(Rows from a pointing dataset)
▶

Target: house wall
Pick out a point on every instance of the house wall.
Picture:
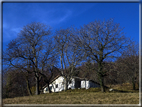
(85, 84)
(92, 84)
(61, 84)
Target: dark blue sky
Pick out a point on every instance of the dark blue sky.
(63, 15)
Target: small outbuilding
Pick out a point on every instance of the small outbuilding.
(58, 84)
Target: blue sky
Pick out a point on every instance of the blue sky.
(63, 15)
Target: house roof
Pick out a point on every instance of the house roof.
(73, 77)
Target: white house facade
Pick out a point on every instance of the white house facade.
(58, 84)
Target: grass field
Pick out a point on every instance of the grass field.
(80, 96)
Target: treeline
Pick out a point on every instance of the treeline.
(99, 51)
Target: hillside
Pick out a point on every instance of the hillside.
(80, 96)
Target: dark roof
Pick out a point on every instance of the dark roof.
(73, 77)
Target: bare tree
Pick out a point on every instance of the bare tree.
(68, 51)
(128, 64)
(101, 40)
(28, 48)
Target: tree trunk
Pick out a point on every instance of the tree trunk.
(37, 85)
(102, 84)
(28, 87)
(48, 88)
(66, 84)
(133, 82)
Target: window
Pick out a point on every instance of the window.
(70, 81)
(56, 85)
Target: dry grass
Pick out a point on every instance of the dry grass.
(79, 96)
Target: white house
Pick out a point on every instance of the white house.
(58, 84)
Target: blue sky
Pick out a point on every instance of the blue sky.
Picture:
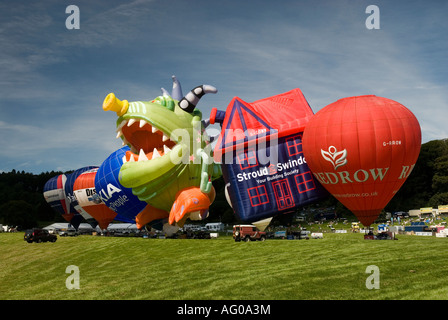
(54, 80)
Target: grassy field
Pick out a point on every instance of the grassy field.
(115, 268)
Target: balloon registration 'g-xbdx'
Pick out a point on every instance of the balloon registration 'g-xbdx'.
(362, 149)
(166, 166)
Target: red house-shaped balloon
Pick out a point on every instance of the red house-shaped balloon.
(260, 151)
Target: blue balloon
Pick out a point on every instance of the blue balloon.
(114, 195)
(75, 208)
(54, 194)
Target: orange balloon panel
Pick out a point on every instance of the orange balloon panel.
(362, 149)
(85, 192)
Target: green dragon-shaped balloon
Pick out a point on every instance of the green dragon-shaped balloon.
(169, 166)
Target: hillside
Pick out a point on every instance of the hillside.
(22, 203)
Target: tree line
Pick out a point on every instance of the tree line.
(22, 203)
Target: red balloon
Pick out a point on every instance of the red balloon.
(88, 199)
(362, 149)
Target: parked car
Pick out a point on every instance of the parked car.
(39, 235)
(69, 232)
(244, 232)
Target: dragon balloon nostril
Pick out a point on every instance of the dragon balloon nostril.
(114, 104)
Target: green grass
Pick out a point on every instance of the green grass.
(411, 267)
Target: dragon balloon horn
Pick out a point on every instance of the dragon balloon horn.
(167, 166)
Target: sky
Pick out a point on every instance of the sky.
(54, 79)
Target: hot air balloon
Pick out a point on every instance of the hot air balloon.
(55, 196)
(167, 164)
(74, 208)
(88, 199)
(362, 149)
(260, 148)
(114, 195)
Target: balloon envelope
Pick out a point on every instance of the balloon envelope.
(74, 207)
(88, 199)
(115, 196)
(55, 196)
(362, 149)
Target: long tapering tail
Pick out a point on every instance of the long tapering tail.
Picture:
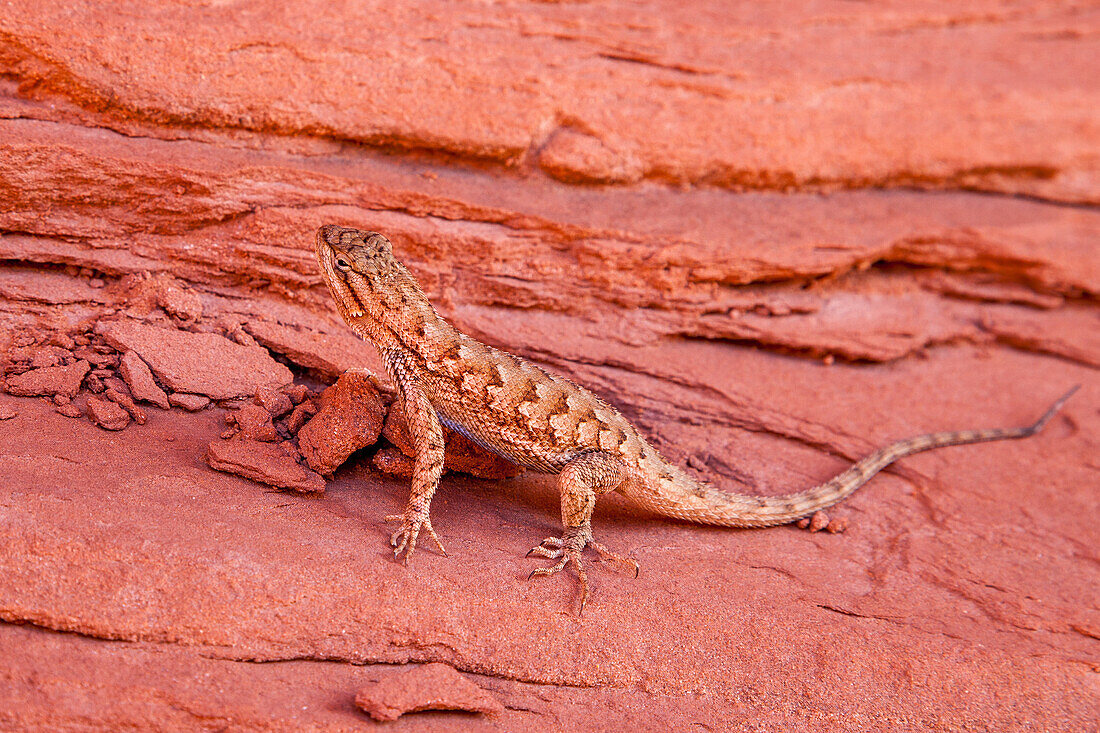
(669, 491)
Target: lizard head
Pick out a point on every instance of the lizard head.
(366, 282)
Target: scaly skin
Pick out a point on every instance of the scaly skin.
(545, 422)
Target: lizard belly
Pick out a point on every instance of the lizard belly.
(507, 442)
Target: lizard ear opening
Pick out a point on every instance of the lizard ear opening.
(380, 243)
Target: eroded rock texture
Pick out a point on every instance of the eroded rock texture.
(773, 234)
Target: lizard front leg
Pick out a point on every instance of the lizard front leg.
(582, 480)
(427, 435)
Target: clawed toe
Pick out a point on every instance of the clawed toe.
(404, 538)
(549, 548)
(567, 550)
(608, 555)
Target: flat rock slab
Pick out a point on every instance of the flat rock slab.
(140, 380)
(265, 462)
(429, 687)
(328, 354)
(50, 380)
(198, 363)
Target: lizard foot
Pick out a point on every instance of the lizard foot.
(568, 548)
(404, 539)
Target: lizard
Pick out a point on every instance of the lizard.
(545, 422)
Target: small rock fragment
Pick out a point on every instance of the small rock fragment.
(117, 384)
(301, 415)
(255, 423)
(427, 687)
(50, 356)
(350, 418)
(107, 415)
(298, 393)
(62, 339)
(50, 380)
(329, 354)
(140, 380)
(392, 461)
(189, 402)
(264, 462)
(818, 522)
(199, 363)
(69, 411)
(125, 403)
(274, 401)
(459, 453)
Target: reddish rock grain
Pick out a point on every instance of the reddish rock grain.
(125, 403)
(201, 363)
(50, 380)
(140, 380)
(329, 354)
(107, 414)
(350, 418)
(189, 402)
(264, 462)
(275, 402)
(425, 687)
(254, 423)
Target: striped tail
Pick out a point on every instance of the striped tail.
(671, 492)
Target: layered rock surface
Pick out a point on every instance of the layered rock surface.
(774, 238)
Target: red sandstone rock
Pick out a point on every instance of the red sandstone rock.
(350, 418)
(140, 380)
(255, 423)
(50, 356)
(670, 302)
(263, 461)
(69, 411)
(107, 414)
(189, 402)
(275, 402)
(50, 380)
(818, 521)
(298, 393)
(460, 453)
(301, 414)
(425, 687)
(202, 363)
(329, 354)
(125, 403)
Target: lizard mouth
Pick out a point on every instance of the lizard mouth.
(328, 236)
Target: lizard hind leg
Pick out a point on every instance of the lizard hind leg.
(581, 482)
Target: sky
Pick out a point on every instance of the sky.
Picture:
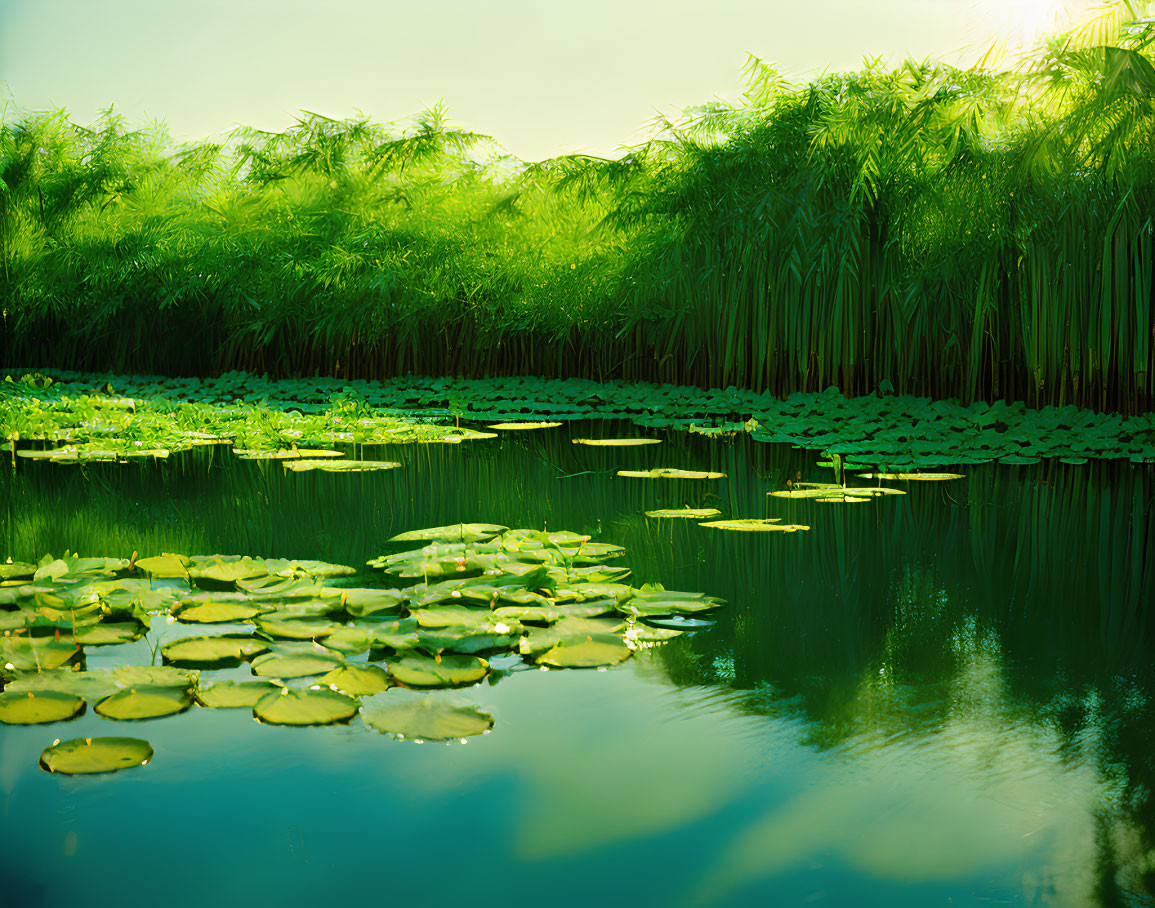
(542, 76)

◀

WRITTEN EXERCISE:
Write out the full listing verbatim, excluding its pictures.

FINISHED TASK:
Target: house wall
Pick out a point on every instance of the house wall.
Picture:
(85, 84)
(92, 84)
(61, 84)
Target: dark blue sky
Pick out a point on every instance of the dark blue sky.
(63, 15)
Target: small outbuilding
Pick out a point on every instance of the small outbuilding.
(58, 84)
Target: blue sky
Pick out a point on every instance of the blue sky.
(63, 15)
Target: house roof
Pick out a point on every instance of the house roof.
(73, 77)
Target: white house facade
Pick out a point on every instance of the white house facade.
(58, 84)
Target: grass field
Pick out a point on every instance of the grass field.
(80, 96)
Target: treeline
Pick out a point on every instance of the treeline.
(99, 51)
Target: hillside
Pick out a point on every instance of the hillside.
(80, 96)
Target: dark roof
Pick out a point on every instance of the dark roof.
(73, 77)
Target: bare tree
Pick out a point on every instance of the bare tree.
(68, 51)
(128, 64)
(101, 40)
(28, 48)
Target: tree trunk
Pick out a point on every instance of the tree trunk.
(37, 85)
(102, 84)
(28, 87)
(48, 88)
(66, 84)
(133, 82)
Target: window
Pick out a point on every instance of the window.
(70, 81)
(56, 85)
Target: dry grass
Pick out a point on every instance of the dry grass.
(79, 96)
Target: white house
Pick out a point on every instance of the white house.
(58, 84)
Target: blue sky
Pick out a point on every instance of the blue sky.
Picture:
(54, 80)
Target: grassy field
Pick out a point on every instance of the grassy field.
(115, 268)
Target: balloon registration 'g-xbdx'
Pick out a point on every instance of the balloon registration 'g-xbdx'.
(362, 149)
(166, 166)
Target: red house-shaped balloon
Pick out a point on every instance of the red house-shaped balloon.
(260, 151)
Target: blue balloon
Pick out a point on every instance of the blue balloon.
(114, 195)
(75, 208)
(54, 194)
Target: orange balloon panel
Pick out a point on every instance of the orange balloon panel.
(362, 149)
(85, 192)
Target: green dragon-shaped balloon
Pick out a point on every instance of the green dragon-shaped balloon.
(169, 166)
Target: hillside
Pick out a point on every instance of the hillside.
(22, 203)
Target: tree line
Pick out a point on every instance of the tree line.
(22, 203)
Target: red balloon
Pick out a point on every instance of the red balloon.
(88, 199)
(362, 149)
Target: parked car
Pick out a point on every instance of the parked car.
(39, 235)
(69, 232)
(244, 232)
Target: dragon balloon nostril
Pick out a point on every instance of the dragon balloon nostril.
(114, 104)
Target: green grass
Pick out a point on every instance of the green grass.
(411, 267)
Target: dragon balloon horn
Pick out a point on every instance of the dragon balloon horn.
(167, 166)
Target: sky
Pick out a point on every instance of the sky.
(54, 79)
Target: hot air balloon
Pick out a point on every instance of the hot air balloon.
(55, 196)
(167, 164)
(74, 208)
(88, 199)
(362, 149)
(260, 148)
(114, 195)
Target: balloon envelope
Pick out a point on every instance of the balloon envelope.
(74, 207)
(88, 199)
(115, 196)
(55, 196)
(362, 149)
Target: long tapering tail
Pick out a point on every instance of the long tapering tail.
Picture:
(669, 491)
Target: lizard head
Pick out a point on every instance of the lizard head.
(366, 282)
Target: scaly skin
Pick out a point on every instance of the scaly skin.
(545, 422)
Target: lizard belly
Pick out a point on every instance of the lizard belly.
(507, 442)
Target: lizard ear opening
Pick out a point on every instance of the lizard ear opening.
(380, 243)
Target: eroded rock texture
Pick out a point on every instance of the eroded rock texture.
(773, 234)
Target: lizard front leg
Pick out a point on every instance of the lizard front leg.
(582, 480)
(427, 435)
Target: clawed toe
Pick out a point on every instance of the clawed toe.
(404, 538)
(549, 548)
(567, 550)
(608, 555)
Target: flat rock slab
Pick out a point on every instance of the flat rock slab.
(140, 380)
(265, 462)
(429, 687)
(328, 354)
(50, 380)
(198, 363)
Target: lizard foot
Pick out a point on every instance of the lizard foot.
(568, 548)
(404, 539)
Target: lizard
Pick out a point on every instance of the lizard.
(545, 422)
Target: small rock fragment
Pick out a point on every instance of the small rock fragment.
(117, 384)
(301, 415)
(255, 423)
(427, 687)
(50, 356)
(350, 418)
(107, 415)
(298, 393)
(62, 339)
(50, 380)
(329, 354)
(140, 380)
(392, 461)
(189, 402)
(264, 462)
(818, 522)
(199, 363)
(69, 411)
(125, 403)
(274, 401)
(459, 453)
Target: reddish rock grain
Pick out a point on every instance of the reddish rock grain.
(125, 403)
(201, 363)
(50, 380)
(140, 380)
(329, 354)
(107, 414)
(350, 418)
(189, 402)
(264, 462)
(275, 402)
(425, 687)
(254, 423)
Target: striped tail
Pick out a point on every instance of the striped tail.
(671, 492)
Target: layered rock surface
Pick out a point on every instance of the layered rock surface.
(774, 238)
Target: red sandstone rock
Pick out a point on every instance of the red sandstone rock.
(350, 418)
(140, 380)
(255, 423)
(50, 356)
(670, 302)
(263, 461)
(69, 411)
(107, 414)
(189, 402)
(275, 402)
(50, 380)
(818, 521)
(298, 393)
(460, 453)
(301, 414)
(425, 687)
(202, 363)
(329, 354)
(125, 403)
Target: lizard mouth
Pick out a point on every instance of the lizard mouth.
(328, 236)
Target: lizard hind leg
Pick out a point on every instance of the lizard hind leg.
(581, 482)
Target: sky
Pick out a point on every instance of the sky.
Picture:
(542, 76)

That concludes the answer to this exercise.